┌─ Document excerpt

5

I am currently learning metaprograming in C++, and I'm trying to see whether an element of a tuple is a pointer. I tried this approach:

int a = 3, b = 4;
auto tup = std::make_tuple(&a, b);
std::cout << std::is_pointer<decltype(std::get<0>(tup))>::value; //prints 0

I thought this was strange, so I examined the type clang deduced (I'm using clang-10), which is

__tuple_element_t<0UL, tuple<int *, int>

And it looks like some internal type.

Why do I get this weird type and what would be the proper way to get the actual type of an element of the tuple? I have only a solution which uses an intermediate auto variable, but is hardly optimal.

7

std::is_same/std::is_same_v can be very helpful in TMP and, when looking for types being equal to other types, it's invaluable when used in conjunction with static_assert.

With the following code you can see that std::get gives you a reference to the element of the tuple (as confirmed by cppreference's page on std::get), in this case int*&, where int* is the type of the element. If you use it to initialize another variable you get a copy of it (so no more reference for elem, just int*), just like int x = r; defines x to be a copy of r regardless of r being a reference or not.

└─
┌─ Data listing

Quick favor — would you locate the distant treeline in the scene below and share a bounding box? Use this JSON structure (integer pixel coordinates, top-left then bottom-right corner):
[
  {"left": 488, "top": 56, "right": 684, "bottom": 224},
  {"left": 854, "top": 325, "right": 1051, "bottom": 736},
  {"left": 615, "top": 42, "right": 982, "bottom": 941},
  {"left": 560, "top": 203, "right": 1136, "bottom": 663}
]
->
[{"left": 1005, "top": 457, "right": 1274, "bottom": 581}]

└─
┌─ Data listing

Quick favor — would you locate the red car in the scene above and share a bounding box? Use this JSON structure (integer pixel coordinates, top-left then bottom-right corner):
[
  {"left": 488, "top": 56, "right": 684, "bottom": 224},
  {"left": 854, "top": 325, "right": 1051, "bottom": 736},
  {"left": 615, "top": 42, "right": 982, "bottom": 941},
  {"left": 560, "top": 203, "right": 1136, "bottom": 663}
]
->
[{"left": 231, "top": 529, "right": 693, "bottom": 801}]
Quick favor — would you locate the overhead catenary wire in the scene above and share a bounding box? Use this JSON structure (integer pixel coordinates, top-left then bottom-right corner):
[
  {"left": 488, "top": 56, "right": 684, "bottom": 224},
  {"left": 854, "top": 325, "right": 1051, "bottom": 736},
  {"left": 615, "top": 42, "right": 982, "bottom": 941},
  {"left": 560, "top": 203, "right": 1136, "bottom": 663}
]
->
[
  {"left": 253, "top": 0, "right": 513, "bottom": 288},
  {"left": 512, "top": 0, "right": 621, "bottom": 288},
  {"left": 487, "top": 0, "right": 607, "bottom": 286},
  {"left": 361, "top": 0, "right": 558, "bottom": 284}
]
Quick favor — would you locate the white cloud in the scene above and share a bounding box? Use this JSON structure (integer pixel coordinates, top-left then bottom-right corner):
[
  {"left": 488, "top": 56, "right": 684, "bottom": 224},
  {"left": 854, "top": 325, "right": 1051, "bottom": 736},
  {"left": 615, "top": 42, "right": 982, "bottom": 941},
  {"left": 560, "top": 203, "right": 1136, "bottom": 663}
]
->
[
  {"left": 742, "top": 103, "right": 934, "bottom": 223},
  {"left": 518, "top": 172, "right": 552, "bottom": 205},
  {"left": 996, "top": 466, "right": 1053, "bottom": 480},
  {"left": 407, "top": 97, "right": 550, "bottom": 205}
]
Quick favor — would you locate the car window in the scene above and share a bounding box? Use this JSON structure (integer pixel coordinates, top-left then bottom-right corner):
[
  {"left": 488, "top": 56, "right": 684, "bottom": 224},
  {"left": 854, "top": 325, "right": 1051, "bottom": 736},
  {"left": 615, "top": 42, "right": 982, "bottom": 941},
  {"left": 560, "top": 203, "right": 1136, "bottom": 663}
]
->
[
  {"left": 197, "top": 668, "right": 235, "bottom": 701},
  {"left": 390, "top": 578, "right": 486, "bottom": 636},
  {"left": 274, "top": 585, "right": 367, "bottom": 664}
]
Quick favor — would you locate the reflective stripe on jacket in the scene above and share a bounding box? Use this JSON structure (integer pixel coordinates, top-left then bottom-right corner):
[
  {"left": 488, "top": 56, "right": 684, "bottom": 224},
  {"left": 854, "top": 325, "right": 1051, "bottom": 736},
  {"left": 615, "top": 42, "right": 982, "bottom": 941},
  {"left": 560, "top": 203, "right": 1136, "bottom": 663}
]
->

└─

Tasks to perform -
[1] Return everything in the C++ tuple thread from "Why do I get" down to "reference or not.", copied word for word.
[2] Resume the C++ tuple thread, picking up right after its final sentence.

Task responses -
[1]
Why do I get this weird type and what would be the proper way to get the actual type of an element of the tuple? I have only a solution which uses an intermediate auto variable, but is hardly optimal.

7

std::is_same/std::is_same_v can be very helpful in TMP and, when looking for types being equal to other types, it's invaluable when used in conjunction with static_assert.

With the following code you can see that std::get gives you a reference to the element of the tuple (as confirmed by cppreference's page on std::get), in this case int*&, where int* is the type of the element. If you use it to initialize another variable you get a copy of it (so no more reference for elem, just int*), just like int x = r; defines x to be a copy of r regardless of r being a reference or not.

[2]
#include <type_traits>
#include <tuple>

int main() {
    int a = 3, b = 4;
    auto tup = std::make_tuple(&a, b);
    auto elem = std::get<0>(tup);
    static_assert(std::is_same_v<decltype(elem), int*>,"");
    static_assert(std::is_same_v<decltype(std::get<0>(tup)), int*&>,"");
}

As regards your attempt, the fact that the second static_assert above is passing, explains why std::is_pointer<decltype(std::get<0>(tup))>::value prints false/0: that is a reference to int*, not an int*. On the other hand, the following does print true/1:

std::cout << std::is_pointer_v<std::remove_reference_t<decltype(std::get<0>(tup))>>;

See that I've used is_pointer_v instead of is_pointer and is_same_v instead of is_same? Those with _v are helper metafunctions that give you the value member of the non-_v metafunctions. remove_reference_t works similarly with respect to remove_reference, but giving the type member.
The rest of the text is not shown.